══ Data listing

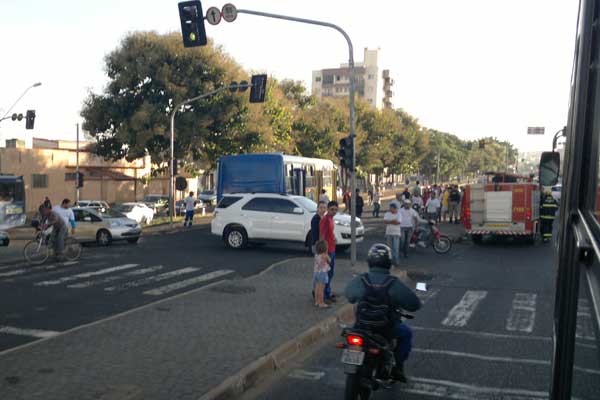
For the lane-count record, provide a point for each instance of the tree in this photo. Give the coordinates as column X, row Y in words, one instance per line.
column 150, row 73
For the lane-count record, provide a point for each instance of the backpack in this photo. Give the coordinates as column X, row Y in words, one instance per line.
column 374, row 312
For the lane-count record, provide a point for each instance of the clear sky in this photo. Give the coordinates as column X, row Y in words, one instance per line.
column 473, row 68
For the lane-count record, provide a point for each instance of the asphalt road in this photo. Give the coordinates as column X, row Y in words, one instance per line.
column 36, row 302
column 485, row 332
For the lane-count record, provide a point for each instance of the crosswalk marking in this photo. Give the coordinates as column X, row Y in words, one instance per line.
column 151, row 279
column 522, row 314
column 27, row 332
column 460, row 314
column 585, row 326
column 85, row 275
column 109, row 279
column 188, row 282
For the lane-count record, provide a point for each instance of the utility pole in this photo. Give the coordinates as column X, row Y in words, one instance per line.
column 77, row 168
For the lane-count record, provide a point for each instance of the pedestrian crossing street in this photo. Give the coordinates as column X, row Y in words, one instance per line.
column 153, row 280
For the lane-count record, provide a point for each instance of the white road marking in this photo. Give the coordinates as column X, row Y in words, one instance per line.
column 27, row 332
column 151, row 279
column 428, row 295
column 306, row 375
column 85, row 275
column 455, row 390
column 109, row 279
column 460, row 314
column 511, row 360
column 188, row 282
column 585, row 326
column 522, row 314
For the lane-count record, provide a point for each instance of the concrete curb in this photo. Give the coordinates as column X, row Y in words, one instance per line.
column 275, row 360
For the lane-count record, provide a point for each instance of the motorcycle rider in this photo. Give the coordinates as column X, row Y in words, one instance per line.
column 398, row 296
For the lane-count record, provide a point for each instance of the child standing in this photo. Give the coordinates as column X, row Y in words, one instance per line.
column 320, row 277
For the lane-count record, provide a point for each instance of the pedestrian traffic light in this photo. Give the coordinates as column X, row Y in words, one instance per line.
column 258, row 89
column 79, row 180
column 29, row 119
column 346, row 153
column 192, row 23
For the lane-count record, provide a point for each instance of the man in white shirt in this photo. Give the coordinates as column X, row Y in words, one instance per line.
column 433, row 206
column 392, row 221
column 66, row 214
column 409, row 220
column 190, row 204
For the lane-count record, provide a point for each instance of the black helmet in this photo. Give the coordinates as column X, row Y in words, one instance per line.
column 380, row 255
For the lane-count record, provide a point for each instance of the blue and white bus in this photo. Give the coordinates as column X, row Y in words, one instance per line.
column 275, row 173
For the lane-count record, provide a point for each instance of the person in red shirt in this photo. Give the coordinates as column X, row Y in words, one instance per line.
column 326, row 233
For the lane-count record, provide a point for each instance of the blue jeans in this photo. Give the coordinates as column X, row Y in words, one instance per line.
column 330, row 274
column 394, row 243
column 189, row 216
column 403, row 333
column 405, row 235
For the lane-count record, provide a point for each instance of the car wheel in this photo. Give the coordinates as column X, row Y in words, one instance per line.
column 236, row 238
column 103, row 237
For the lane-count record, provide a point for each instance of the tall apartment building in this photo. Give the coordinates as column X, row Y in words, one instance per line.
column 375, row 89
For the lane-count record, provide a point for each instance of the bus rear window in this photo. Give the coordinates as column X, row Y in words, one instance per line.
column 226, row 201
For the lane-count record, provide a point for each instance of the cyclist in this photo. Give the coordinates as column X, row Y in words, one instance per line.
column 59, row 231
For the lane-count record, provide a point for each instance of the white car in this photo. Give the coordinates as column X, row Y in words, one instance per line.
column 138, row 212
column 242, row 218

════

### Task prompt
Update all of the material above by replacing "lane-count record" with "traffic-volume record" and leaving every other word unchanged. Omit the pictures from your version.

### Output of the exercise
For the traffic-volume record, provide a point for each instance of the tree in this photo. Give the coordinates as column X, row Y in words, one instance per line.
column 150, row 73
For the traffic-volume record, provide a point for each instance of the backpack in this photo. Give the coordinates as column X, row Y in words, one instance per line.
column 374, row 312
For the traffic-volume record, provide a point for each instance of the clear sky in this photo. Give the coordinates as column X, row Y in words, one instance per line.
column 473, row 68
For the traffic-volume record, provide a point for each instance of the asphalt road in this photo. Give the coordinates as column X, row Y in words, one instance per line.
column 36, row 302
column 485, row 332
For the traffic-volume record, provide a point for each instance of the crosswalk marking in this photo. Give the coordinates as column X, row Y in words, one instance per line.
column 151, row 279
column 522, row 314
column 27, row 332
column 460, row 314
column 585, row 326
column 85, row 275
column 109, row 279
column 188, row 282
For the traffic-volume record, provide a point for each instance of the utility pole in this photo. Give the coordinates as column X, row Y in words, one instance per line.
column 77, row 168
For the traffic-volume record, provide a point for each instance of the pedestrian crossing street in this photo. Give the coordinates as column X, row Y in words, one instance per line.
column 153, row 280
For the traffic-volume record, provide a point for each instance of the white road marking in this photo. Give the coordinates as column X, row Y in words, one instance per line.
column 27, row 332
column 151, row 279
column 428, row 295
column 306, row 375
column 85, row 275
column 455, row 390
column 109, row 279
column 460, row 314
column 511, row 360
column 188, row 282
column 585, row 326
column 522, row 314
For the traffic-volume record, provide a point for each instance of the concrete curb in this photo. Give the coordinates as column X, row Y in words, one instance per line.
column 275, row 360
For the traffic-volume record, provide a point for each instance of the motorcycle rider in this photo. Give the coordinates as column X, row Y in words, one instance per line.
column 398, row 296
For the traffic-volume record, provide a point for each instance of the child standing in this photo. Give the coordinates as column X, row Y in words, one instance per line.
column 320, row 277
For the traffic-volume record, provide a point for each instance of the pedestrian traffic light in this photo. Give the coordinates as column X, row Y in words, one instance per line.
column 258, row 89
column 79, row 180
column 29, row 119
column 346, row 153
column 192, row 23
For the traffic-volume record, provide a point for each instance of the man in white shirt in this photo. Give the coordinates as column X, row Y in words, one instance per line.
column 433, row 206
column 392, row 221
column 66, row 214
column 409, row 220
column 190, row 204
For the traffic-volume record, provide a point for each instance of the black helmet in this photo. Give the coordinates as column X, row Y in words, one instance per line.
column 380, row 255
For the traffic-volume record, provide a point for each instance of the blue and white bus in this photo. Give the coordinates as column X, row Y in words, one instance per line.
column 275, row 173
For the traffic-volume record, provide a point for each instance of the person in red shirt in this photo. Give the coordinates as column X, row Y in words, one instance per line.
column 326, row 233
For the traffic-volume record, provide a point for each instance of the blue jeans in this photo. Give the coordinates as column X, row Y in words, one instance per line.
column 330, row 274
column 394, row 243
column 189, row 216
column 403, row 333
column 405, row 235
For the traffic-volume record, provide a point for each instance of the car wheel in this photo. Give the coordinates as column X, row Y in words, one instance per line.
column 236, row 238
column 103, row 237
For the traffic-volume record, provide a point for each instance of the tall apartment building in this photo. Give the coordinates as column X, row Y in words, one instance per line.
column 375, row 89
For the traffic-volume record, provide a point for each instance of the bus rear window in this photo. Give the coordinates as column X, row Y in words, one instance per line.
column 226, row 201
For the traffic-volume record, provide a point for each instance of the cyclist in this photo. Give the coordinates as column X, row Y in words, one instance per line.
column 59, row 231
For the traffic-volume record, provide a point for each instance of the white car in this photo. Give the coordinates as column X, row Y in words, one instance per line.
column 138, row 212
column 242, row 218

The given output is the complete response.